* PARTS OF THE EXERCISE
A. Answer these questions from the St. Albans Raid text, marking each answer the same way:
(i) On what date did the raid happen?
(ii) How many Confederate soldiers carried it out?
(iii) After which battle was Bennett H. Young captured?
B. Set down word for word the part of the St. Albans Raid text between "This raid marked" and "from the border.", inclusive.
C. Resume the St. Albans Raid text, starting right after its last sentence.

Casualties and losses
- 1 wounded: 1 killed 2 wounded

= St. Albans Raid =

Raid during the American Civil War

The St. Albans Raid was the northernmost land action of the American Civil War. Taking place in St. Albans, Vermont, on October 19, 1864, it was a raid conducted out of the Province of Canada by 21 Confederate soldiers who had recently failed in engagements with the Union Army and evaded subsequent capture in the United States. The mission of the raid was to rob banks to raise money, and to trick the Union Army into diverting troops to defend their northern border against further raids. The Confederates obtained the money, killed a local, set the town on fire, and escaped back to Canada.
This raid marked the northernmost point reached by Confederate land forces during the Civil War.

==Background==
Kentuckian Bennett H. Young led the Confederate forces in the raid. Young had been captured after the Battle of Salineville in Ohio ended Morgan's Raid the year before. He managed to escape to Canada, which had not yet federated with the Maritime provinces. After meeting with Confederate agents there, he returned to the Confederacy, where he proposed raids on the Union from the Canada–US border to build the Confederate treasury and force the Union Army to divert troops from the South. Young was commissioned as a lieutenant and returned to Canada, where he recruited other escaped Confederates for a raid on St. Albans, Vermont, a quiet city just 15 mi from the border.

* EXTRACTED MATERIAL
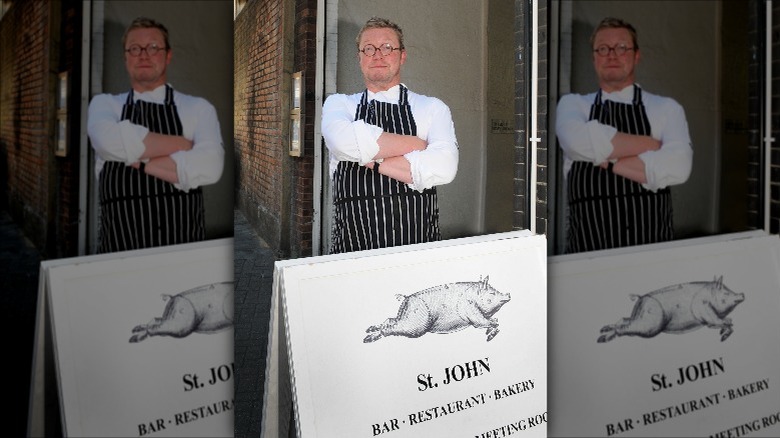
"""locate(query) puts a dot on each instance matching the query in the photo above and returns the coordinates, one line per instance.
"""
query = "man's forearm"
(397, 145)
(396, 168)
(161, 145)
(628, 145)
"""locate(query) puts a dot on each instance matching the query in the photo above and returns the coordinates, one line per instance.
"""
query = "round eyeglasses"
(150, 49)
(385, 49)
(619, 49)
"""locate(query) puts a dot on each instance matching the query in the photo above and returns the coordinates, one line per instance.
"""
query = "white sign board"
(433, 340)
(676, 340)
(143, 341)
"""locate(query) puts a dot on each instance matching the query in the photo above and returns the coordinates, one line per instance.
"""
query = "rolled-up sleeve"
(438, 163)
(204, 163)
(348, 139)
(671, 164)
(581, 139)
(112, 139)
...
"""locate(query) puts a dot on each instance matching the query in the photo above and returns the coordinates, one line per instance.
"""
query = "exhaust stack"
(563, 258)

* TASK-BY-TASK RESULTS
A.
(i) October 19, 1864
(ii) 21
(iii) The Battle of Salineville in Ohio

B.
This raid marked the northernmost point reached by Confederate land forces during the Civil War.

==Background==
Kentuckian Bennett H. Young led the Confederate forces in the raid. Young had been captured after the Battle of Salineville in Ohio ended Morgan's Raid the year before. He managed to escape to Canada, which had not yet federated with the Maritime provinces. After meeting with Confederate agents there, he returned to the Confederacy, where he proposed raids on the Union from the Canada–US border to build the Confederate treasury and force the Union Army to divert troops from the South. Young was commissioned as a lieutenant and returned to Canada, where he recruited other escaped Confederates for a raid on St. Albans, Vermont, a quiet city just 15 mi from the border.

C.
== Lead-up and planning ==
The first two raiders arrived in Philipsburg, Canada East, on the morning of October 11, where they stayed at the Lafayette Hotel. More people joined them at the hotel throughout the day; the city served as an ideal starting point because it was within 1 mi of the Canada–United States border. Young was planning for a series of raids beginning with St. Albans, which was chosen first because it was close to the border and well-connected by roads, railways, and waterways. It also had three banks in close proximity and was a "prosperous market town". Young was the first of the raiders to arrive at St. Albans, on October 12. Upon arrival he began to inspect the city, particularly the three banks.

The twenty-two young raiders planned to rob three banks—the First National, St. Albans, and Franklin County Banks—and then set fire to the town using incendiaries. They reached the town in pairs after Young, posing as part of a hunting and fishing club. Young was forced to postpone the raid, initially set for October 18, because the town would be too busy, instead settling on the next day, a Wednesday, as it would be "the dullest [day] of the week."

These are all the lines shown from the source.